* **Stated exercise**:
Find every line in the rows below that contains the word "dark" and copy each of those lines.

* **Records for this exercise**:
☆ ☆ ☆
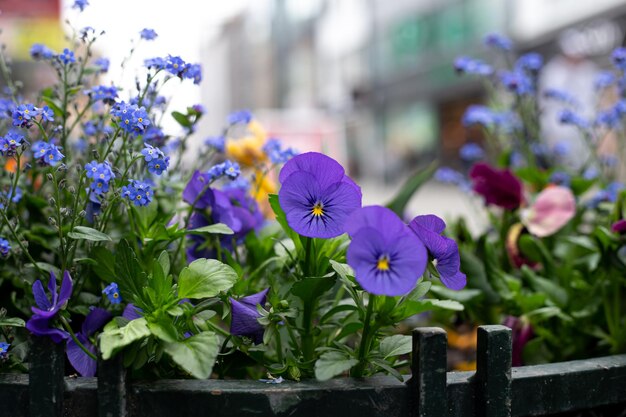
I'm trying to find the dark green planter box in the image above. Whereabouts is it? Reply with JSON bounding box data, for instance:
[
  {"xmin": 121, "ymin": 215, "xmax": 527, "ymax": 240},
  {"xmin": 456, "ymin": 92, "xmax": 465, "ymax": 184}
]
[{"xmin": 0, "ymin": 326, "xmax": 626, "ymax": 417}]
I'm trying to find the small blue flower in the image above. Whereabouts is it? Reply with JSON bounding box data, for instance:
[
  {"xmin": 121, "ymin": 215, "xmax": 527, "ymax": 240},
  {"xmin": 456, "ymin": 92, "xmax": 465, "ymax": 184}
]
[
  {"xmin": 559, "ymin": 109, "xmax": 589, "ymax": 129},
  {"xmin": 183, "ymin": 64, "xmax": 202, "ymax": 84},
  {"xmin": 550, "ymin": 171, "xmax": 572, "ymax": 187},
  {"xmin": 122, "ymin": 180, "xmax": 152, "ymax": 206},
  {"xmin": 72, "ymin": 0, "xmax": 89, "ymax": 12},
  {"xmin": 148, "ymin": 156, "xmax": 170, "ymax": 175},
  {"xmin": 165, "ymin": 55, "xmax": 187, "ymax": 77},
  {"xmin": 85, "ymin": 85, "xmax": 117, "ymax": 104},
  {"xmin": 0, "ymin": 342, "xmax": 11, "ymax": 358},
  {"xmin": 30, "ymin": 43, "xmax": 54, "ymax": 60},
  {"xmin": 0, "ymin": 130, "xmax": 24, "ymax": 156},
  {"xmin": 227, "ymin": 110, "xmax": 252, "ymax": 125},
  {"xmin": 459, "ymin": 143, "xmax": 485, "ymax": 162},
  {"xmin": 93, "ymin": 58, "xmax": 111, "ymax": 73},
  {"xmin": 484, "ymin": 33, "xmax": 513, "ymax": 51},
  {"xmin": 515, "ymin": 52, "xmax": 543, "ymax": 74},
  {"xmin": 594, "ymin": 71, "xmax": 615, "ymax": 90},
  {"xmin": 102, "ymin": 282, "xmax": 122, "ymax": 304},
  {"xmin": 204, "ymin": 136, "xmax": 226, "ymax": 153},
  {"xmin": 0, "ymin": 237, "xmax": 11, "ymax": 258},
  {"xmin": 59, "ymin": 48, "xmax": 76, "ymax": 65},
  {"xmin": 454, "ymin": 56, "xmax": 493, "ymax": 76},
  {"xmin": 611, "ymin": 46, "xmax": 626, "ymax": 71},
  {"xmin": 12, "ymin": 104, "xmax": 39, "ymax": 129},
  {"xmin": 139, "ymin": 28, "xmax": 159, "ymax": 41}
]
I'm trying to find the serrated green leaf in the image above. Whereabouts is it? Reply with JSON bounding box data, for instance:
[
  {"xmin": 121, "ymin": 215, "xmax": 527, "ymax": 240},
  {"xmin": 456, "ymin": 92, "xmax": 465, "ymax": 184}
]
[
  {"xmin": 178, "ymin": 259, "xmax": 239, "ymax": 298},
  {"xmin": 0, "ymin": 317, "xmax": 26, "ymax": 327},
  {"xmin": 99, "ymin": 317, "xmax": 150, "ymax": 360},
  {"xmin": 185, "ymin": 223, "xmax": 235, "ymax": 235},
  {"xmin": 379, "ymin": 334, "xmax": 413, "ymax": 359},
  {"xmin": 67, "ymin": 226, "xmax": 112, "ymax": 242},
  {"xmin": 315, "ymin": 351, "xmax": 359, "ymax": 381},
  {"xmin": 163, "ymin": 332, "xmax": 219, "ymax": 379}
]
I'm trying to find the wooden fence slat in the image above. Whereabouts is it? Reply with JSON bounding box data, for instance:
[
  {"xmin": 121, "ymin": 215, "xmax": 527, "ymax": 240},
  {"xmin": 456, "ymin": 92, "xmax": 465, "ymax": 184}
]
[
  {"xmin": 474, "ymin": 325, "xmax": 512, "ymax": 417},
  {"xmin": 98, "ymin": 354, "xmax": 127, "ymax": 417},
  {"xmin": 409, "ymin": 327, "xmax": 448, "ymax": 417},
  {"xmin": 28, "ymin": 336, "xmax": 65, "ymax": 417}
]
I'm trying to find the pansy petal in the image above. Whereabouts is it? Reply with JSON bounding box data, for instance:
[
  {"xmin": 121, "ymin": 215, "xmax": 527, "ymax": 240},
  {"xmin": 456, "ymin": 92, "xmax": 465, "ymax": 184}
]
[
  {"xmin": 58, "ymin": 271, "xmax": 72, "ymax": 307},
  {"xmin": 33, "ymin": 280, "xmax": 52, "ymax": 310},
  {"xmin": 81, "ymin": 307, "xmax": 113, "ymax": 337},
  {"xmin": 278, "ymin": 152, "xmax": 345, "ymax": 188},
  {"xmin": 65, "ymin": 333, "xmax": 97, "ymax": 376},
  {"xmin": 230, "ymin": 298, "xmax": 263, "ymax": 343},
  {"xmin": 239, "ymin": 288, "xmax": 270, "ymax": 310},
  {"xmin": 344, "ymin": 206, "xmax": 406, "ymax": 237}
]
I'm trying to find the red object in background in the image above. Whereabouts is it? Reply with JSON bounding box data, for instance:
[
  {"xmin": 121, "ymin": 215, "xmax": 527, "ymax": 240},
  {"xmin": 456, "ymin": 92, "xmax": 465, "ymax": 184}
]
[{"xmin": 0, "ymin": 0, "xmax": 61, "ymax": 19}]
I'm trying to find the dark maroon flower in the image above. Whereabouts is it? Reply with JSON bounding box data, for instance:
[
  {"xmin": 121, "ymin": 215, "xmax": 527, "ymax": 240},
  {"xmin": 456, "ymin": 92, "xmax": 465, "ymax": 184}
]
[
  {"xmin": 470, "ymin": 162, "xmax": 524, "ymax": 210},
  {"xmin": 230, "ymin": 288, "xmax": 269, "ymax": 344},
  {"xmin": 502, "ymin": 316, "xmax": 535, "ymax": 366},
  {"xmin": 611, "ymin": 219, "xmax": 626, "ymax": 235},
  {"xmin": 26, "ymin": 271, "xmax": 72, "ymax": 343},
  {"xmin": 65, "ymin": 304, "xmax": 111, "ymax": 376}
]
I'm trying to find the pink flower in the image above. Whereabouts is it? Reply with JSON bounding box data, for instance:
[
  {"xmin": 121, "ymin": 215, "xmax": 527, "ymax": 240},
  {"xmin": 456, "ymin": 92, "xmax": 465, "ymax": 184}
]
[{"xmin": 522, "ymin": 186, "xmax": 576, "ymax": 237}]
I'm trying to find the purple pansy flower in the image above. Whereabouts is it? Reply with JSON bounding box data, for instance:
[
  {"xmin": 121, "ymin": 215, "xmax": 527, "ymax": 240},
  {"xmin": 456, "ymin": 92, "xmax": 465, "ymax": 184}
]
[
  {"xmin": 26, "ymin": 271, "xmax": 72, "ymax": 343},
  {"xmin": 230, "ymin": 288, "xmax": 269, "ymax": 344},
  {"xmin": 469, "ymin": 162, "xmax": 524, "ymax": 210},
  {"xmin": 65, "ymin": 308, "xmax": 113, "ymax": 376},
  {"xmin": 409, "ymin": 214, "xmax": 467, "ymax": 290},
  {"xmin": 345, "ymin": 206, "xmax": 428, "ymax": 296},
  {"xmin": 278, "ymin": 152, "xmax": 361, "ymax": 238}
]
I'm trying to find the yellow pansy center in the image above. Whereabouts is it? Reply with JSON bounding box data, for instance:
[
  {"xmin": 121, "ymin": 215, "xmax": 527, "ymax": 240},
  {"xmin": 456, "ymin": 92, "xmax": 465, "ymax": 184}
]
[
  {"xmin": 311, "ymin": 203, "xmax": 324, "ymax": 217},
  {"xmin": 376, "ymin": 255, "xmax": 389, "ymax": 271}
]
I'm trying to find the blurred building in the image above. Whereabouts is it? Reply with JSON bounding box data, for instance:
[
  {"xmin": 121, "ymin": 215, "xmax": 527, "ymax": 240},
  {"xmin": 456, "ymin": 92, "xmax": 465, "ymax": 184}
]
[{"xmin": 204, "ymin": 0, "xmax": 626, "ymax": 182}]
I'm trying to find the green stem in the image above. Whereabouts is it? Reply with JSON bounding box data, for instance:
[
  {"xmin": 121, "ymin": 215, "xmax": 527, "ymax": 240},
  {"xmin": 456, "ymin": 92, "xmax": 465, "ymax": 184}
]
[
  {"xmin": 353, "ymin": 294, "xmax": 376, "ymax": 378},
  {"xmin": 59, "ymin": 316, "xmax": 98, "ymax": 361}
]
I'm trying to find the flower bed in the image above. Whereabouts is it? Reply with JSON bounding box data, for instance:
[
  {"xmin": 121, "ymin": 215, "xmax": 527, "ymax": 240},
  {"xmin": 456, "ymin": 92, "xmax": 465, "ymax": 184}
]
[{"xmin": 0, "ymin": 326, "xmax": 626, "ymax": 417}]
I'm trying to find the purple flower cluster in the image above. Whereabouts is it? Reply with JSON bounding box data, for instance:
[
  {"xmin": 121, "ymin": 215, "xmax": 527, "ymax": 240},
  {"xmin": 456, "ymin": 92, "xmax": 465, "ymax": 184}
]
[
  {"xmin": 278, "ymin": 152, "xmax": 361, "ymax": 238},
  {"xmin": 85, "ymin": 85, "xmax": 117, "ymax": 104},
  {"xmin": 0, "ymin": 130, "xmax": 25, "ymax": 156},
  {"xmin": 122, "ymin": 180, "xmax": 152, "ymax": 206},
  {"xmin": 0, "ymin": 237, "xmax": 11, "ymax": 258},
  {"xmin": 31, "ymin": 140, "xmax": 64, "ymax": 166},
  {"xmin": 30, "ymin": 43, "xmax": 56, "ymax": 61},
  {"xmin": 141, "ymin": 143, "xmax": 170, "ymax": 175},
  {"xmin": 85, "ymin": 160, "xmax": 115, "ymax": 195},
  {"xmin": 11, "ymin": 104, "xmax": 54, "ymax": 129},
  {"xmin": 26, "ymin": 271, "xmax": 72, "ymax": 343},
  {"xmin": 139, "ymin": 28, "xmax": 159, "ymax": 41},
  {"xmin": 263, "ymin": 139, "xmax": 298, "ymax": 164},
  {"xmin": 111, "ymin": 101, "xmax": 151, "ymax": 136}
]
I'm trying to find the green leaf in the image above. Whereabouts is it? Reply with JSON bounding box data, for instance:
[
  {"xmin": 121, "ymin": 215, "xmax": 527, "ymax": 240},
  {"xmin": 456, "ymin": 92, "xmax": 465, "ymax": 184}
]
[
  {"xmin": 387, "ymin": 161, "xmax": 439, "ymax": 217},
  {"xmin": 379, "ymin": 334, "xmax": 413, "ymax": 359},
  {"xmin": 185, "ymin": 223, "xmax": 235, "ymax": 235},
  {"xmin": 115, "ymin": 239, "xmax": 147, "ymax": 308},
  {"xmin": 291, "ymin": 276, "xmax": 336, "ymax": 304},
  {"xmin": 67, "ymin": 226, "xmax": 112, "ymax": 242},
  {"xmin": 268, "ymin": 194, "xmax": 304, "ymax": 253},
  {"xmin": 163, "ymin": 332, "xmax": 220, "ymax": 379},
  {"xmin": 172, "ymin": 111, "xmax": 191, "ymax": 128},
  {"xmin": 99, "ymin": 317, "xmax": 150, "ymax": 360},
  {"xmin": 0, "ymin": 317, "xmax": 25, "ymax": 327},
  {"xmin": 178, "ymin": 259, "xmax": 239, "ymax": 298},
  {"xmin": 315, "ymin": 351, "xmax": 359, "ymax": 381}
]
☆ ☆ ☆
* **Solution to this exercise**:
I'm trying to find the dark green planter box in the image above. Whereabouts is it? Reply with JSON bounding box data, for instance:
I'm trying to find the dark maroon flower in the image above. Whereabouts is it? Reply with JSON bounding box data, for instance:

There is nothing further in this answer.